Page text:
He Was Known to Them in the Breaking of Bread
The Second Sermon — Easter Sunday, April 5, 2026
Two processions entered Jerusalem that week. One from the west — cavalry, armor, the eagle standards of Rome. Pilate rode in at the head of a military column, the annual show of force to remind the festival crowd of Empire’s power. The visual grammar was unmistakable: war horses, weapons, the empire announcing itself.
The other procession came from the east. A man on a donkey, surrounded by Galilean peasants spreading their cloaks on the road, shouting a word that means save us now. The donkey was a citation — Zechariah’s king who comes humble, who cuts off the chariot and the war-horse and commands peace (Zechariah 9:9). The crowd understood what they were seeing. Two kingdoms entered the same city from opposite directions.
By Friday, it looked like the west had won.

Given entries:
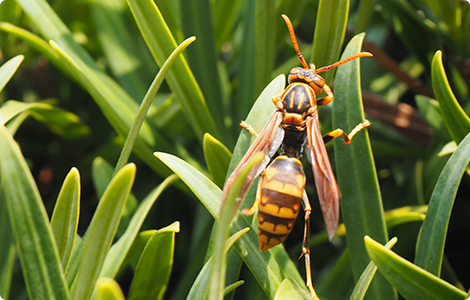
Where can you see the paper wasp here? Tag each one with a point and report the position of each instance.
(281, 187)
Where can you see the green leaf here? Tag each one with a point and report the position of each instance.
(8, 69)
(361, 203)
(217, 159)
(366, 277)
(7, 251)
(146, 102)
(265, 43)
(431, 112)
(102, 173)
(154, 268)
(458, 123)
(180, 79)
(245, 94)
(407, 25)
(227, 211)
(120, 115)
(119, 250)
(224, 14)
(35, 243)
(197, 21)
(268, 271)
(431, 242)
(58, 120)
(64, 221)
(405, 214)
(291, 290)
(411, 281)
(449, 12)
(232, 287)
(366, 10)
(36, 43)
(101, 231)
(115, 34)
(200, 287)
(138, 245)
(257, 118)
(330, 28)
(107, 289)
(117, 106)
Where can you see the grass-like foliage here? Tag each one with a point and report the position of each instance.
(119, 124)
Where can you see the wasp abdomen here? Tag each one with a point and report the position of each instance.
(281, 195)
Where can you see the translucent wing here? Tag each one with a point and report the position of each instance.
(268, 142)
(325, 181)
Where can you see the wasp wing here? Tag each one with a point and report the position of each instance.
(268, 142)
(325, 181)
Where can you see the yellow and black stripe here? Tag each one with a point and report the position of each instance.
(281, 195)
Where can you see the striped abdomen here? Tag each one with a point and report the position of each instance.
(281, 195)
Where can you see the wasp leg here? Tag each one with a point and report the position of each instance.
(305, 247)
(329, 96)
(346, 137)
(248, 127)
(251, 211)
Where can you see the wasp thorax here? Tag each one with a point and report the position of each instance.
(307, 76)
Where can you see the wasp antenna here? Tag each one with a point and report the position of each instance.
(361, 54)
(294, 40)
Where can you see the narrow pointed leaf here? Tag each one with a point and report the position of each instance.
(35, 243)
(102, 173)
(58, 120)
(7, 251)
(154, 268)
(291, 290)
(458, 123)
(180, 79)
(118, 107)
(147, 101)
(120, 115)
(364, 281)
(119, 250)
(432, 237)
(107, 289)
(196, 17)
(119, 46)
(227, 211)
(268, 271)
(411, 281)
(200, 287)
(36, 43)
(361, 202)
(8, 69)
(101, 231)
(265, 43)
(217, 159)
(64, 221)
(330, 28)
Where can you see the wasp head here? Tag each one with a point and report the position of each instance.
(307, 76)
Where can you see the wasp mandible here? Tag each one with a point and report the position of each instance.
(292, 127)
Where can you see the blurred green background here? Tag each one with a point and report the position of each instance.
(241, 46)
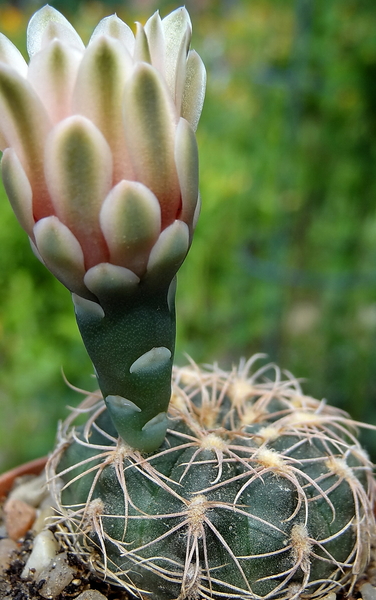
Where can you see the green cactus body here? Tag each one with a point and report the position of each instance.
(257, 492)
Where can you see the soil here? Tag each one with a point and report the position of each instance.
(14, 587)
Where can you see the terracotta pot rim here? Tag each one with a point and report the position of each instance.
(33, 467)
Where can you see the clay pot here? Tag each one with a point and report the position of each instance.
(34, 467)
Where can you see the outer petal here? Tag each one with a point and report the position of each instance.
(186, 158)
(150, 123)
(79, 174)
(168, 253)
(194, 89)
(24, 126)
(99, 96)
(114, 27)
(53, 72)
(131, 222)
(177, 29)
(10, 55)
(18, 189)
(61, 253)
(45, 25)
(155, 35)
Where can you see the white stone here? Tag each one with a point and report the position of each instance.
(57, 575)
(43, 553)
(32, 491)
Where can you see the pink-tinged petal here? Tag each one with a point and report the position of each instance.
(131, 222)
(78, 168)
(98, 95)
(141, 49)
(61, 253)
(53, 73)
(168, 253)
(35, 251)
(150, 124)
(24, 126)
(194, 89)
(105, 280)
(18, 189)
(10, 55)
(45, 25)
(186, 159)
(177, 30)
(155, 35)
(114, 27)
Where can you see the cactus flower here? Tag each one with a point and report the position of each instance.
(100, 160)
(100, 165)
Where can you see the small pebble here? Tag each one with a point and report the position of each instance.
(368, 591)
(19, 518)
(91, 595)
(7, 547)
(57, 576)
(43, 553)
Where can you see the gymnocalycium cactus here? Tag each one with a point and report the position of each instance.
(258, 491)
(247, 489)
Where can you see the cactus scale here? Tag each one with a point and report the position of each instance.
(258, 491)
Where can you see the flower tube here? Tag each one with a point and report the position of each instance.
(100, 165)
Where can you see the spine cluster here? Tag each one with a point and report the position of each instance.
(258, 491)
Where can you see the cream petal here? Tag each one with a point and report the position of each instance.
(168, 253)
(114, 27)
(131, 222)
(10, 55)
(177, 30)
(98, 95)
(197, 213)
(61, 253)
(18, 189)
(24, 126)
(150, 124)
(194, 89)
(53, 73)
(45, 25)
(155, 35)
(141, 49)
(106, 280)
(78, 168)
(186, 159)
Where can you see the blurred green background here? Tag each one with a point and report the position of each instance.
(284, 257)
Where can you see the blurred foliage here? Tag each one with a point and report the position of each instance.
(284, 257)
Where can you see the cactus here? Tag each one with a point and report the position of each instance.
(244, 487)
(258, 491)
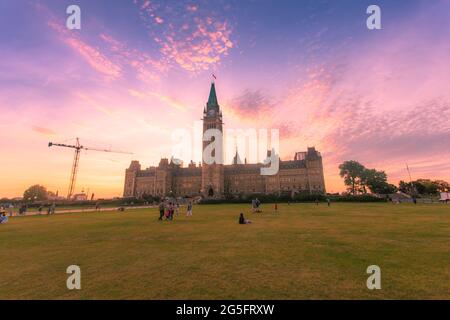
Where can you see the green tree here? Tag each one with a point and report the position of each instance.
(376, 181)
(35, 193)
(352, 171)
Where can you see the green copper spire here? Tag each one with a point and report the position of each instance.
(212, 100)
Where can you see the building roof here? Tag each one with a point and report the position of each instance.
(212, 100)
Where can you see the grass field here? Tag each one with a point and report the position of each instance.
(301, 252)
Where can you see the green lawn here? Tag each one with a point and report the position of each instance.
(301, 252)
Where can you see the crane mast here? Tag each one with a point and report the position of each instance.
(76, 158)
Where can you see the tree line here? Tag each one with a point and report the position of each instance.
(359, 180)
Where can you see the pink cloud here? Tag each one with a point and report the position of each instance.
(91, 55)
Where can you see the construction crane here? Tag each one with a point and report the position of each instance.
(76, 158)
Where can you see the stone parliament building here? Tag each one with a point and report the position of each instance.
(303, 174)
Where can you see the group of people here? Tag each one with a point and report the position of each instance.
(50, 209)
(168, 209)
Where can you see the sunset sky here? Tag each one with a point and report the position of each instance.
(139, 69)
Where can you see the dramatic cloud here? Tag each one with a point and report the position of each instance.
(94, 57)
(188, 36)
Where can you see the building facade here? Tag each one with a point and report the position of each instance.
(302, 174)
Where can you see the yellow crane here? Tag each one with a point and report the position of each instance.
(78, 147)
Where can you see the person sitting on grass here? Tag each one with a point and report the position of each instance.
(3, 218)
(242, 220)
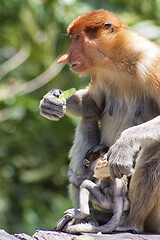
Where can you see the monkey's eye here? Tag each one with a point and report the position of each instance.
(77, 36)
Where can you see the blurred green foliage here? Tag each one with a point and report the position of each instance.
(33, 150)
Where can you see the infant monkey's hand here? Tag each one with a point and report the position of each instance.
(101, 169)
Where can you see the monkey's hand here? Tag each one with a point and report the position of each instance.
(121, 157)
(51, 106)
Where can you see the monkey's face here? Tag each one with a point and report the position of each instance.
(94, 37)
(82, 54)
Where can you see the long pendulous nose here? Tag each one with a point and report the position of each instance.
(64, 58)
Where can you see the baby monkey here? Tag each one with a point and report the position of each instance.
(109, 195)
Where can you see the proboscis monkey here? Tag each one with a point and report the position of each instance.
(107, 194)
(125, 94)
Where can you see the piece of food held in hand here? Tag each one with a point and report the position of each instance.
(66, 94)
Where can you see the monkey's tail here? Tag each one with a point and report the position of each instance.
(106, 228)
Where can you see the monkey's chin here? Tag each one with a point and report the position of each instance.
(79, 69)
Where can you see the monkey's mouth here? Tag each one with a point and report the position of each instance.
(74, 65)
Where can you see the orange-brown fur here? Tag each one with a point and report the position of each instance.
(125, 85)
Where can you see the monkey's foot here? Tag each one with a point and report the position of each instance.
(75, 213)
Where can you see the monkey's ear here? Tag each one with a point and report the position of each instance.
(109, 26)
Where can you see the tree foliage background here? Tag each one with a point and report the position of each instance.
(33, 150)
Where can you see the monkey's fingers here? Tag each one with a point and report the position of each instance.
(62, 223)
(52, 110)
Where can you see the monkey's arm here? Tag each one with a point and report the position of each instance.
(79, 104)
(121, 154)
(76, 179)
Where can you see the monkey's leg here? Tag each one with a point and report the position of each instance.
(87, 136)
(144, 191)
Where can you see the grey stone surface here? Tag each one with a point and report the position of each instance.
(53, 235)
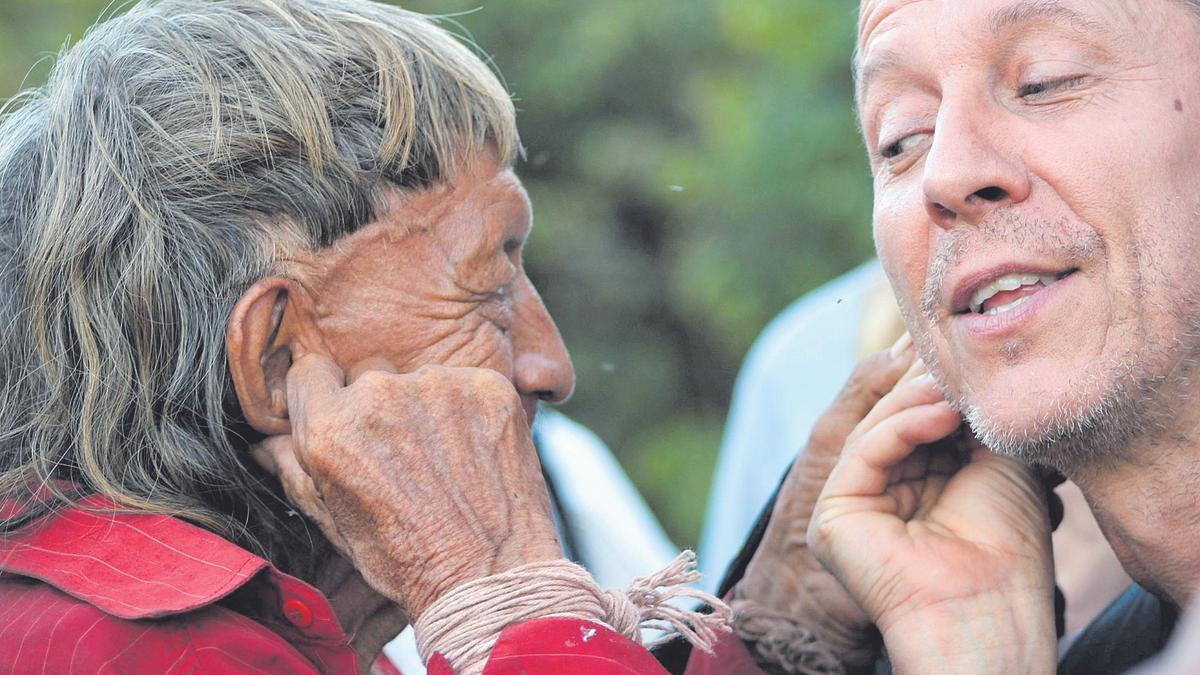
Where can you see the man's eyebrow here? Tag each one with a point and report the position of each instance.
(999, 21)
(1030, 11)
(879, 64)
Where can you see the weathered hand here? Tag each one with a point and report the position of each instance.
(424, 481)
(784, 575)
(946, 548)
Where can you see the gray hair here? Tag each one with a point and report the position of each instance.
(150, 181)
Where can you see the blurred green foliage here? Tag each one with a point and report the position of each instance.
(694, 166)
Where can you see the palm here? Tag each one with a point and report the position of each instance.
(964, 524)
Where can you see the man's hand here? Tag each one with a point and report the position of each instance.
(424, 481)
(784, 575)
(946, 549)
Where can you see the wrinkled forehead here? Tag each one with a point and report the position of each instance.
(881, 16)
(891, 30)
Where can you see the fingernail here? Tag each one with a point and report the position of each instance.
(900, 346)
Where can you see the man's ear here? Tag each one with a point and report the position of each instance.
(271, 321)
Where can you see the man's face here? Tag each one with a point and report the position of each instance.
(1037, 184)
(439, 280)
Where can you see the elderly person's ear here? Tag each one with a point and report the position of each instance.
(271, 322)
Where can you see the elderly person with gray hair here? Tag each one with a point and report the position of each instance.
(270, 358)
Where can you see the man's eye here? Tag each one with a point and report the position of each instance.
(1037, 88)
(903, 145)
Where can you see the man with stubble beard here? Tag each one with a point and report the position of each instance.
(1037, 187)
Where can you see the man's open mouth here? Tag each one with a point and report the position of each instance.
(1008, 292)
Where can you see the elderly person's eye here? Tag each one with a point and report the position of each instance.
(1035, 89)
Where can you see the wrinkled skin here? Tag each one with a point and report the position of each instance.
(397, 374)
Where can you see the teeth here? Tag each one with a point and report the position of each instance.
(1008, 306)
(1007, 282)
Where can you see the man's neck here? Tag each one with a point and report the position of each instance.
(1149, 509)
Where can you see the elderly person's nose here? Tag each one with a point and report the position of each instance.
(540, 362)
(970, 171)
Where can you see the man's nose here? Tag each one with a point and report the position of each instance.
(970, 169)
(540, 362)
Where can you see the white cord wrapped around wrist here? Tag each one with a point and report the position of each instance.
(465, 623)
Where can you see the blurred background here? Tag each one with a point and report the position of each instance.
(694, 167)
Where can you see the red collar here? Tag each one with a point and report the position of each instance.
(144, 566)
(129, 565)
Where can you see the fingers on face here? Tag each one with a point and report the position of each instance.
(906, 394)
(867, 466)
(871, 380)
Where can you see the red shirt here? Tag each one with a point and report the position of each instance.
(124, 592)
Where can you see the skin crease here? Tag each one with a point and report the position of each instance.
(1042, 141)
(359, 360)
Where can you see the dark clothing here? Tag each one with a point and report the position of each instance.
(1134, 628)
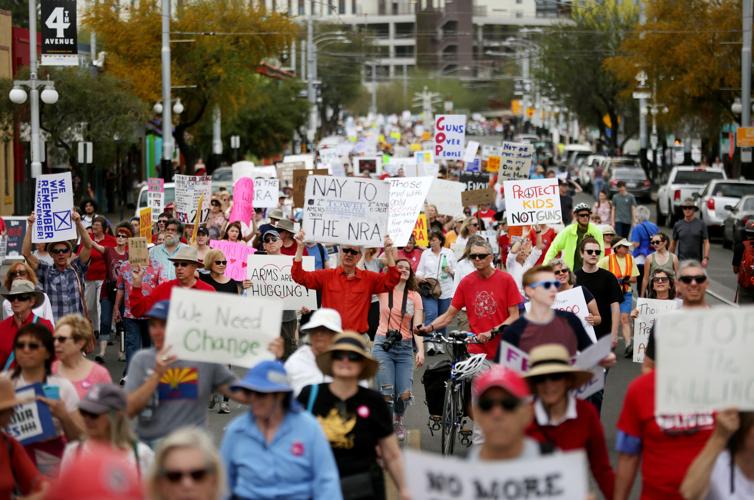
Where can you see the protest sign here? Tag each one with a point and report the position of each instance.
(236, 254)
(270, 277)
(138, 253)
(266, 192)
(446, 196)
(53, 203)
(31, 421)
(535, 201)
(450, 136)
(704, 360)
(156, 196)
(478, 197)
(243, 201)
(516, 161)
(346, 210)
(553, 476)
(648, 311)
(299, 184)
(407, 195)
(188, 190)
(221, 328)
(145, 222)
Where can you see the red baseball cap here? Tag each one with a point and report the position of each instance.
(502, 377)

Task instructions:
1 - In the Easter sermon, which Bible verse is cited for the humble king who commands peace?
2 - Replace "donkey" with "colt" in the Easter sermon, and write out the passage between "The other procession" and "west had won.", inclusive.
3 - Pick up the Easter sermon about the two processions into Jerusalem where it stops, and write its next part.

Expected results:
1 - Zechariah 9:9

2 -
The other procession came from the east. A man on a colt, surrounded by Galilean peasants spreading their cloaks on the road, shouting a word that means save us now. The colt was a citation — Zechariah’s king who comes humble, who cuts off the chariot and the war-horse and commands peace (Zechariah 9:9). The crowd understood what they were seeing. Two kingdoms entered the same city from opposite directions.
By Friday, it looked like the west had won.

3 -
The Bones Are Showing
The cross was not originally a religious symbol. It was a method of execution, reserved by Rome for slaves who rebelled and subjects who claimed sovereignty against Caesar. The Spartacus revolt in 73 BC ended with six thousand crucified slaves lining the Appian Way. In the Jewish War of 66–70 CE, Roman soldiers ran out of wood for crosses. Crucifixion was state terror — public, prolonged, and designed to make sure everyone understood what happened to people who challenged the establishment.
The charge nailed above Jesus’s head was not metaphor. “King of the Jews.” The official Roman record of the crime: rival sovereignty. Sedition. Pilate did what Rome always did. High Priest Caiaphas delivered what the collaborating establishment always delivered. Everything functioned as designed.
James Cone, one of the most important American theologians of the 20th century and the founder of Black liberation theology, asked the question American Christianity still flinches from: how can you sing about the cross on Sunday morning without looking at what hangs from your own trees?
The cross and the lynching tree are the same instrument serving the same function — public execution of the despised, performed as social control, targeting those who stepped out of their assigned place. The theology of the cross that does not see this is the whitewashed tomb: beautiful on the outside but full of bones.
The bones are showing this Easter.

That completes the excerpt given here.